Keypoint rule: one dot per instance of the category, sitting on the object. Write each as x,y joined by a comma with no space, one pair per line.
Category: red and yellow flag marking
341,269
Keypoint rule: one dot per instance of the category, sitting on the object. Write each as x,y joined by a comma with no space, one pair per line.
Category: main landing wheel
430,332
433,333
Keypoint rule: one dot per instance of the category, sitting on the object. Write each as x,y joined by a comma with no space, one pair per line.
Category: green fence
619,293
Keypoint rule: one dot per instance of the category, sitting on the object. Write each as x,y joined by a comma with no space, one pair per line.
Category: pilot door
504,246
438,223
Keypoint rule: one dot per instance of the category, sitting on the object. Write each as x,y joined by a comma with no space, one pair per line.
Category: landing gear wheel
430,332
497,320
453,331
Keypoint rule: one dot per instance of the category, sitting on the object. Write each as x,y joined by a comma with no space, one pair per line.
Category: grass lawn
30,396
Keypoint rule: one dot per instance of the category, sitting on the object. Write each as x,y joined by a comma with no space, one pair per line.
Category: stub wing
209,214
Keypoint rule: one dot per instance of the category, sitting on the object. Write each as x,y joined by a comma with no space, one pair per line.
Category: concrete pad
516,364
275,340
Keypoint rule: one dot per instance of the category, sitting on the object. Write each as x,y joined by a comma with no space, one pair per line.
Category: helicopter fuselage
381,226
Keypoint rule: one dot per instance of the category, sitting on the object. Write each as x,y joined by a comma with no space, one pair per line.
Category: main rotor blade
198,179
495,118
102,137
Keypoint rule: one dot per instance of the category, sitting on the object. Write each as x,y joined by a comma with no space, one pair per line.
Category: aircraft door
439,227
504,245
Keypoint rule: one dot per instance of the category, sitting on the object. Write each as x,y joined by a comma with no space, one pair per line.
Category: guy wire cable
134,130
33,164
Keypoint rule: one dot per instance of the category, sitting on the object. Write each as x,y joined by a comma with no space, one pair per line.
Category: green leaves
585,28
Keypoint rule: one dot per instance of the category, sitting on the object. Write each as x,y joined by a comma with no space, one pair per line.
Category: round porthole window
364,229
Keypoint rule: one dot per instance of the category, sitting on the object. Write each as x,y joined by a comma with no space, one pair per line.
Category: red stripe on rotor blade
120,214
----------------------------------------
Task to complete – Every entry above should be retyped exactly as shown.

Task result –
Keypoint rule: one dot per instance of the category, sitting on the object. Write each as x,y joined by a comma with no space, one pair per line.
Category: red and yellow flag marking
341,269
Keypoint rule: one dot per instance of the category, sitting on the object. Write each as x,y joined by a comma with no space, one pair per line.
Category: main landing wheel
430,332
433,333
Keypoint rule: one dot per instance of the category, sitting on the object. Write each as x,y joined by a comma with no space, one pair per line.
Category: green fence
619,293
Keypoint rule: one dot per instance of the category, sitting on the object. Write each as x,y joined by a comma with no space, one pair per line.
Category: pilot door
504,246
438,223
Keypoint rule: one dot per instance of the category, sitting on the object. Write each as x,y joined by a comma with no space, one pair per line.
Category: landing gear wheel
430,332
497,320
453,331
Keypoint rule: one dot per instance of the category, sitting on the object. Write each as x,y joined by a comma with no space, one pair per line.
Category: grass lawn
30,396
Keypoint rule: one dot per instance of the category, sitting on the object. Write each as x,y joined by a comma with no space, one pair per line.
Category: stub wing
209,214
Keypoint rule: one dot per instance of the category, sitting on the object. Write each as x,y joined by a comma with no space, one pair per line.
Category: concrete pad
516,364
275,340
Keypoint rule: one dot per instance of the category, sitting on the object. Write each as x,y joined by a comma with no space, one pair per line.
Category: helicopter fuselage
381,226
Keypoint rule: one dot per instance of the category, sitting on the object. Write each as x,y joined by a comma with no space, one pair per line.
Category: main rotor blade
198,179
495,118
102,137
Keypoint rule: one dot per instance of the category, sitting on the object. Write each as x,y joined by a comma with no space, one pair per line.
Category: aircraft door
439,227
504,245
Keypoint rule: one dot per instance of the category, sitting on the object. Write each as x,y joined by a comma with no space, one pair per line.
Category: guy wire cable
134,130
33,164
Keypoint rule: one dot per instance of the category, sitting on the object. Write each as x,y joined by a comma with no space, one pair per line.
Category: green leaves
585,28
Keypoint rule: one dot per instance of the category, sitting on the object. Write each as x,y joined by a comma with no space, one pair per line.
Category: round porthole window
364,229
Keypoint rule: one dot per instance of the category, sitting on the object. Write each as x,y joined by a comma with no space, one pair per line.
Category: red stripe on rotor blade
120,214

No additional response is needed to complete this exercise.